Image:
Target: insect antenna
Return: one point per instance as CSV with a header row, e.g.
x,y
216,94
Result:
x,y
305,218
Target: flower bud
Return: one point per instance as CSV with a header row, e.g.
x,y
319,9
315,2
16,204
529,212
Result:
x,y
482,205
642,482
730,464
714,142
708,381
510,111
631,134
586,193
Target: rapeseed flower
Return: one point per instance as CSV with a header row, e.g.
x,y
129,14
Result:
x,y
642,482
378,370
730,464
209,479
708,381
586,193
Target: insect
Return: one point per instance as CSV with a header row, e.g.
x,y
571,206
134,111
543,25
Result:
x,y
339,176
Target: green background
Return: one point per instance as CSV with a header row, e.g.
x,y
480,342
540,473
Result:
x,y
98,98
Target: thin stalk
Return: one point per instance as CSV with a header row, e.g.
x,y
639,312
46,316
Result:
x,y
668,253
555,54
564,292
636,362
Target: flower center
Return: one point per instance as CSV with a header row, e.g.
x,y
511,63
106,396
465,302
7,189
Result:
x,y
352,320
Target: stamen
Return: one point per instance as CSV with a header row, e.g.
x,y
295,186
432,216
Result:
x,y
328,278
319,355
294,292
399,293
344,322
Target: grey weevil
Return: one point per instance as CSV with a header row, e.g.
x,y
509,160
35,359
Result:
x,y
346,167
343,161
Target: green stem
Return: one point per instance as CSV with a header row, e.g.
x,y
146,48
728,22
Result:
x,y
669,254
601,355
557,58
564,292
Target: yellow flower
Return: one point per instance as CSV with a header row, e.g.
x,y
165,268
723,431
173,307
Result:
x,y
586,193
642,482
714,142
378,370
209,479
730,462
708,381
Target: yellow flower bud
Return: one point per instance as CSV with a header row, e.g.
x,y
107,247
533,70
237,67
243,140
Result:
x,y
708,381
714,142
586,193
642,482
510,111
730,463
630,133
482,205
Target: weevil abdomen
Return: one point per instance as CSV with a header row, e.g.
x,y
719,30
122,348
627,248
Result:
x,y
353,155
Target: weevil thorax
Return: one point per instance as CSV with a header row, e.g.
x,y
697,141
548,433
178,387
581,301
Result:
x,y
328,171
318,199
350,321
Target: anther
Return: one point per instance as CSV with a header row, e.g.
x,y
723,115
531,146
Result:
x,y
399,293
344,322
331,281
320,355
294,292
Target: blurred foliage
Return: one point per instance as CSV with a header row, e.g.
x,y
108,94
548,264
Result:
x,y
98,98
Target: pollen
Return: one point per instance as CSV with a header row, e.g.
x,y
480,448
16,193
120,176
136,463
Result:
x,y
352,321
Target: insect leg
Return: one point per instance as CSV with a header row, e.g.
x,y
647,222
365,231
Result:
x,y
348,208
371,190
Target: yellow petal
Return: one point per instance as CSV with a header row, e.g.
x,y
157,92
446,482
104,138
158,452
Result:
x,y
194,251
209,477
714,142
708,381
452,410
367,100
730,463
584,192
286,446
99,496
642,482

◆ ◆ ◆ ◆ ◆

» What the exercise asks: Word for word, extract all the records.

» Solution:
Image:
Target: insect antenna
Return: one point per instance as CSV with a header row, e.g.
x,y
216,94
Result:
x,y
305,218
Target: flower bud
Return: one point per instance as CSV with a header row, e.g.
x,y
319,9
315,2
16,204
529,212
Result:
x,y
482,205
642,482
730,464
714,142
708,381
510,111
631,134
586,193
Target: rapeseed flower
Return: one point per instance as CSV with a header row, e.g.
x,y
129,14
Result:
x,y
642,482
378,370
730,464
209,479
708,381
586,193
Target: insect
Return: one point per instance as CSV with a header row, e.g.
x,y
571,206
134,111
543,25
Result:
x,y
339,176
Target: green background
Return: one point per instance as CSV with a header row, e.g.
x,y
480,342
540,473
Result:
x,y
98,98
Target: thin stalk
Return: one point per instance as CSV with a header row, e.g.
x,y
639,312
46,316
Result:
x,y
668,253
555,54
564,292
636,362
Target: flower center
Return: one point per instance as CSV with a header row, e.g.
x,y
511,63
106,396
465,302
7,189
Result:
x,y
352,320
Target: stamen
Return: one point per instance as CSV with a header row, e.g.
x,y
295,186
432,216
Result:
x,y
328,278
319,355
294,292
399,293
344,322
Target: grey weevil
Return: one point per instance as CSV with a header row, e.g.
x,y
509,160
35,359
Result:
x,y
346,167
343,161
Target: green stem
Return: one point per instance as CSV with a header row, e.g.
x,y
146,48
728,22
Result:
x,y
669,254
601,355
557,58
564,292
Target: yellow flower
Return: one point per instance as CSV with a header row, e.g.
x,y
165,268
723,431
173,307
Result:
x,y
586,193
642,482
714,142
378,370
209,479
730,462
708,381
Target: yellow flower bud
Return: one point per instance as CSV with a header row, e.g.
x,y
107,247
533,70
237,67
243,140
Result:
x,y
708,381
714,142
586,193
642,482
510,111
730,463
630,133
482,205
Target: weevil abdomen
Return: one point per instance as CSV with a header row, e.g.
x,y
719,30
122,348
627,248
Result:
x,y
353,155
Target: weevil thorax
Return: one point per instance as CSV with a header row, e.g.
x,y
697,141
548,433
178,387
581,301
Result:
x,y
328,171
318,199
350,321
Target: anther
Return: one point per instance as CSV with a header row, e.g.
x,y
723,115
531,146
Result:
x,y
399,293
344,322
331,281
320,355
294,292
Target: blurred foliage
Return: one point per instance as CSV with a header row, e.g.
x,y
108,94
548,264
Result:
x,y
98,98
Target: pollen
Return: one point per instance as CSV with a header row, e.g.
x,y
480,448
16,193
120,176
136,463
Result:
x,y
352,321
Target: insect leg
Return: one point per instance as CSV with a header row, e.g.
x,y
647,222
365,231
Result:
x,y
348,208
371,190
Target: yellow petal
Return: one point per instance as CSV with a header row, e.g.
x,y
157,92
446,482
104,138
158,452
Result:
x,y
194,251
209,477
714,142
708,381
452,410
367,100
730,463
584,192
286,446
99,496
642,482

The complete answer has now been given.